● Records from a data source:
· · · · ·

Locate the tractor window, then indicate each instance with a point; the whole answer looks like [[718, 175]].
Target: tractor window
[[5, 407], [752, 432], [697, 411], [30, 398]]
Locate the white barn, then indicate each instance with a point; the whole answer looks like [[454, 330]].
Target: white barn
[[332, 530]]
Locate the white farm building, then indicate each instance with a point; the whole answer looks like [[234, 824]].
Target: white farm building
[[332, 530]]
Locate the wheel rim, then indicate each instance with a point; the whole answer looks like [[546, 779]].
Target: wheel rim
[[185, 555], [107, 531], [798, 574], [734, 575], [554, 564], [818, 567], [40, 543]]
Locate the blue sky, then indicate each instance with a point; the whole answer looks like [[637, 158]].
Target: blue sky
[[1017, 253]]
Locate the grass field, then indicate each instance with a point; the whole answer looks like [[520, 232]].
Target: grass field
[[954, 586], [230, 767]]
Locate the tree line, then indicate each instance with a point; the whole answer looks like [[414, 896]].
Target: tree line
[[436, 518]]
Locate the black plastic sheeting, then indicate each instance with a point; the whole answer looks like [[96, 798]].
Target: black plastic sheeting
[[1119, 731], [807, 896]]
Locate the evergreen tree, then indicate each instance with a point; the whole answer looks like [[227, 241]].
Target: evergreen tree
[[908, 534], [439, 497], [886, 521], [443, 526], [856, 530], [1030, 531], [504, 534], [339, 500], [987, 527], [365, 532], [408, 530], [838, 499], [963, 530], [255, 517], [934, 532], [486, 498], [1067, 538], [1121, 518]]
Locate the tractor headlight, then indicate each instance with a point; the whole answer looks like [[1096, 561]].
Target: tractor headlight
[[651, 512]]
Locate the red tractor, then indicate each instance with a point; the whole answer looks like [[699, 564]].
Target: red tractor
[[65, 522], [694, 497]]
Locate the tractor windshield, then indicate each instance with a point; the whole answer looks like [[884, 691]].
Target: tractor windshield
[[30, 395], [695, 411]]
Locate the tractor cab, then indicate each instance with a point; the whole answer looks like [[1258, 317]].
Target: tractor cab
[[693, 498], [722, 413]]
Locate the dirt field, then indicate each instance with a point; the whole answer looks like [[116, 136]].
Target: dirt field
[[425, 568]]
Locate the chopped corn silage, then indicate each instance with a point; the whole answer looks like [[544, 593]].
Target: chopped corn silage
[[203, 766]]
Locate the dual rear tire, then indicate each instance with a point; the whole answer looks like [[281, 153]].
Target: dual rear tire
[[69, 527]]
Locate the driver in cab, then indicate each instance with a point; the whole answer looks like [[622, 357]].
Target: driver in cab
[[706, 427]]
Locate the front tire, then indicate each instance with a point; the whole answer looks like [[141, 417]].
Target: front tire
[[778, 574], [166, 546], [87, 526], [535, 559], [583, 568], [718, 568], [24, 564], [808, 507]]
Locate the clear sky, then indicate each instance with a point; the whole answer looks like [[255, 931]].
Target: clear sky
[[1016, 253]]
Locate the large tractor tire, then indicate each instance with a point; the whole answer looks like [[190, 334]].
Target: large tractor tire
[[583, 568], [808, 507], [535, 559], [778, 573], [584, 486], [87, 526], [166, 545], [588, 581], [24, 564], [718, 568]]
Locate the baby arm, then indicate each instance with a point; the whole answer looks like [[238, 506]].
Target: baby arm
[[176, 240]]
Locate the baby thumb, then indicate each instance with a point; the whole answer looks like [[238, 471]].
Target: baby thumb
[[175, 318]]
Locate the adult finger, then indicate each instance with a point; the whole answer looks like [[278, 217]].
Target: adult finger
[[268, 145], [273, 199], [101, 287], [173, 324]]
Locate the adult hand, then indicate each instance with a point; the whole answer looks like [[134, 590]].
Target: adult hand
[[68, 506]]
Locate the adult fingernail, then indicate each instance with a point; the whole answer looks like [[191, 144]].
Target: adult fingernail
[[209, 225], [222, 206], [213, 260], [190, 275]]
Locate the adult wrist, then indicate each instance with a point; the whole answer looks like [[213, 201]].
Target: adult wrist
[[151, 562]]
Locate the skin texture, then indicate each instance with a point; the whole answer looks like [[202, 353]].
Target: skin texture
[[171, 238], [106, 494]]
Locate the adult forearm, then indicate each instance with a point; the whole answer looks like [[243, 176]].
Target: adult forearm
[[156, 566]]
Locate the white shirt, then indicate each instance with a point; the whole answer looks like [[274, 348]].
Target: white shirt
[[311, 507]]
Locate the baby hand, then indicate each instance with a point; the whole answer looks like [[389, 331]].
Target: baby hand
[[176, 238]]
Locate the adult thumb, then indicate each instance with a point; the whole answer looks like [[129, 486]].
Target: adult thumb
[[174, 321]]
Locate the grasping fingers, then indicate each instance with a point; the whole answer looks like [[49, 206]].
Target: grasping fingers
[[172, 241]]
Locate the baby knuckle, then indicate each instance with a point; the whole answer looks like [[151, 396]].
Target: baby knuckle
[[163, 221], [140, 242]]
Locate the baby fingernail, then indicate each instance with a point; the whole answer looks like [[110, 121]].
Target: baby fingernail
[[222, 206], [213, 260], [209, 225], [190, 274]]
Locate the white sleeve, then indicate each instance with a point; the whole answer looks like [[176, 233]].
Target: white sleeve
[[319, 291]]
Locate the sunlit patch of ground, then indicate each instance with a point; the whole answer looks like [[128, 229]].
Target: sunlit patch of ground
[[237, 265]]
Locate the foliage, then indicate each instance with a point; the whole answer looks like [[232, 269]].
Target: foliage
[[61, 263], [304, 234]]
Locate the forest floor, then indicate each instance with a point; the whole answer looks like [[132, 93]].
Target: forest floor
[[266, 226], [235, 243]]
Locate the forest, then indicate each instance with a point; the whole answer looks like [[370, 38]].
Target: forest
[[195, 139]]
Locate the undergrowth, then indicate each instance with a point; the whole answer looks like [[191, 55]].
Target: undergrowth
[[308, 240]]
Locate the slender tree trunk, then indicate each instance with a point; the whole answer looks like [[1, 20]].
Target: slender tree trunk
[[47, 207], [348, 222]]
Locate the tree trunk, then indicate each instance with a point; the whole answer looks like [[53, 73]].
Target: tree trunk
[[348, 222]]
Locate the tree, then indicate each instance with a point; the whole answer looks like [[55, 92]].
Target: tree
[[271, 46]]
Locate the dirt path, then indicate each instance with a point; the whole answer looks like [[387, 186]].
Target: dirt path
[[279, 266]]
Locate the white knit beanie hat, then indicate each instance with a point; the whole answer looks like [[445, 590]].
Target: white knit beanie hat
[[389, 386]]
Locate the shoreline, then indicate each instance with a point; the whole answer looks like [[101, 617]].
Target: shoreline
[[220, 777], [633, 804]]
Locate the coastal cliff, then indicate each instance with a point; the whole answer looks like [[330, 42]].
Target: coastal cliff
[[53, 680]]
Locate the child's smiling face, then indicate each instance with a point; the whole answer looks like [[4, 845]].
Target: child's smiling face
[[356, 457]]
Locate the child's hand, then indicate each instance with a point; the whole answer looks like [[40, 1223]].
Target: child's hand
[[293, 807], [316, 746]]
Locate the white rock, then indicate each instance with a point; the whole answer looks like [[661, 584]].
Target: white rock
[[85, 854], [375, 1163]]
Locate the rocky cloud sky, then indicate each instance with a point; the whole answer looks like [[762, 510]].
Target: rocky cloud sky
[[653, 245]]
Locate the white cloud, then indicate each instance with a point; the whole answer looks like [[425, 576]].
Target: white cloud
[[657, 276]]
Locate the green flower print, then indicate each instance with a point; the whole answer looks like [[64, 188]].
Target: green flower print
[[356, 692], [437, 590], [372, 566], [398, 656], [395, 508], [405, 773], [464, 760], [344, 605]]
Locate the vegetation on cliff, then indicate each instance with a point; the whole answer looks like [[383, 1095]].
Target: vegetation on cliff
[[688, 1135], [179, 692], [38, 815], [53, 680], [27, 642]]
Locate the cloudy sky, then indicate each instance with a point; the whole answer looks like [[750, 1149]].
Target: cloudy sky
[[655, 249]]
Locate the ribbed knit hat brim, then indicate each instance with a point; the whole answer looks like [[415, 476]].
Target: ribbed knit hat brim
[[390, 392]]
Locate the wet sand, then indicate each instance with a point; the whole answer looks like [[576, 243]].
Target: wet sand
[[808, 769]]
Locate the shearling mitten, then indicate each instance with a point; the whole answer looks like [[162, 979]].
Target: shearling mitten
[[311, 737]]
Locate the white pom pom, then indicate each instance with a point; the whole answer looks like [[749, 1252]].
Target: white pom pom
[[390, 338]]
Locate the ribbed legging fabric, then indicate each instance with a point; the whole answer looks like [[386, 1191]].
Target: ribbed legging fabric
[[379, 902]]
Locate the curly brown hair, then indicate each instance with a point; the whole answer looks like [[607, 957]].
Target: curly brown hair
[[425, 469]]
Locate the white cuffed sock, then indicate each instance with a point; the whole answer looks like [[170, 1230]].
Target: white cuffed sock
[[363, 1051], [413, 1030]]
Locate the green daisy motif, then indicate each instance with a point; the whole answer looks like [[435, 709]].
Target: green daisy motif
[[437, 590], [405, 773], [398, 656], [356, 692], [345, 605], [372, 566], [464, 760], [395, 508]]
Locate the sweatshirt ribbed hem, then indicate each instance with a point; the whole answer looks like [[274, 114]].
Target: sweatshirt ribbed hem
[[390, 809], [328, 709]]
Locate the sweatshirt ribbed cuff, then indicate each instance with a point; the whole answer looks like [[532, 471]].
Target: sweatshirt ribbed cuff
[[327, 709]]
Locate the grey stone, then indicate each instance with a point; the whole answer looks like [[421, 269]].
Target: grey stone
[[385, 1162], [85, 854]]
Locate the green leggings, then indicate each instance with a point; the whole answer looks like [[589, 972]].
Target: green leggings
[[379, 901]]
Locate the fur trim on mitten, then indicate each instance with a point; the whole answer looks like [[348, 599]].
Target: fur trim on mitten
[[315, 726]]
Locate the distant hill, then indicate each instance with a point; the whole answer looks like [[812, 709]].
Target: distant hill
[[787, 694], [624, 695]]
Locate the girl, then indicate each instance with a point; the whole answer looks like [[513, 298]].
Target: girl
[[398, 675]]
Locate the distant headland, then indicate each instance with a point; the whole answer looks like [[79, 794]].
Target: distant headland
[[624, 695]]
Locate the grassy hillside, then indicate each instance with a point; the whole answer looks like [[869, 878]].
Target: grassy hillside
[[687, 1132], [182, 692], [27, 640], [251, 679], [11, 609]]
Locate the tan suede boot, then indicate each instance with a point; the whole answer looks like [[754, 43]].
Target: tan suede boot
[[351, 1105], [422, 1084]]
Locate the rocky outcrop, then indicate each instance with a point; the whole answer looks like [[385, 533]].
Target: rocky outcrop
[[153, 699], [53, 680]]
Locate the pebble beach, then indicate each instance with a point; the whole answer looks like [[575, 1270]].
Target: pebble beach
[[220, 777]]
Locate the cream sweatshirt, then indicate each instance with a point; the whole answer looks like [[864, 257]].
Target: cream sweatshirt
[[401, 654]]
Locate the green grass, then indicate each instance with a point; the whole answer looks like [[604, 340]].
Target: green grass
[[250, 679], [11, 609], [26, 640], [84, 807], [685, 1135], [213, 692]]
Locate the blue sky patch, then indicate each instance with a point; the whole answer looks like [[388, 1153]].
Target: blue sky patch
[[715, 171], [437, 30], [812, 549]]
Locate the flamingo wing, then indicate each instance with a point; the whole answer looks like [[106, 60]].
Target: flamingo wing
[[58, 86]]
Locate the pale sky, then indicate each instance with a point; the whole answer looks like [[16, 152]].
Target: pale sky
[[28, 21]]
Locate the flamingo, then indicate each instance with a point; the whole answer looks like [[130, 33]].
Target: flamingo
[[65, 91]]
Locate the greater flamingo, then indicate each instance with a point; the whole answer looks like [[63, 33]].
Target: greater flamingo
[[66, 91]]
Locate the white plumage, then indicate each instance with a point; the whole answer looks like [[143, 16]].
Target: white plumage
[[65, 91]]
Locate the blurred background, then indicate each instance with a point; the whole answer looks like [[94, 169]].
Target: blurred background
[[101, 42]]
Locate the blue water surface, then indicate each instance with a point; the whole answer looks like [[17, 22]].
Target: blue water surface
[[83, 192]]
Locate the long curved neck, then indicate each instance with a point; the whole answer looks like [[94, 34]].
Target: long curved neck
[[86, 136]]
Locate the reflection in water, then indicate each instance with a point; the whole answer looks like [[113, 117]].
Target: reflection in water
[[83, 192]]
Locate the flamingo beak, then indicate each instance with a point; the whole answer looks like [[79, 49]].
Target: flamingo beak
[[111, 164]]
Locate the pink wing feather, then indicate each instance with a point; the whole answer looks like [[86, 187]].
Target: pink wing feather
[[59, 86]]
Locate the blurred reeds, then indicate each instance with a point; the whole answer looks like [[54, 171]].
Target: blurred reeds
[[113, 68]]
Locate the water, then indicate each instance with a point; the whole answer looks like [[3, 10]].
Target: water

· · · · ·

● DIRECTIONS:
Repeat only the stretch of lines starting at the one containing "Target: blue water surface" and running to the final line of the entries above.

● EXERCISE RESULT:
Target: blue water surface
[[83, 192]]
Locate the long curved neck, then indicate each instance with a point; the whole answer looks like [[94, 34]].
Target: long curved neck
[[86, 136]]
Locate the reflection in water, then indicate each instance with a point; the whole answer looks like [[113, 117]].
Target: reflection in water
[[83, 192]]
Locate the flamingo beak, then indicate each instance with a point; the whole answer looks like [[79, 49]].
Target: flamingo beak
[[111, 164]]
Locate the pink wing feather, then indicate each instance with a point; the whole answer looks like [[86, 187]].
Target: pink wing feather
[[59, 86]]
Locate the blurred reeds, then indicate each instance with a point; the whole answer looks like [[54, 171]].
Target: blurred reeds
[[113, 68]]
Locate the water, then indicate each instance with a point; the whole answer looks like [[3, 10]].
Target: water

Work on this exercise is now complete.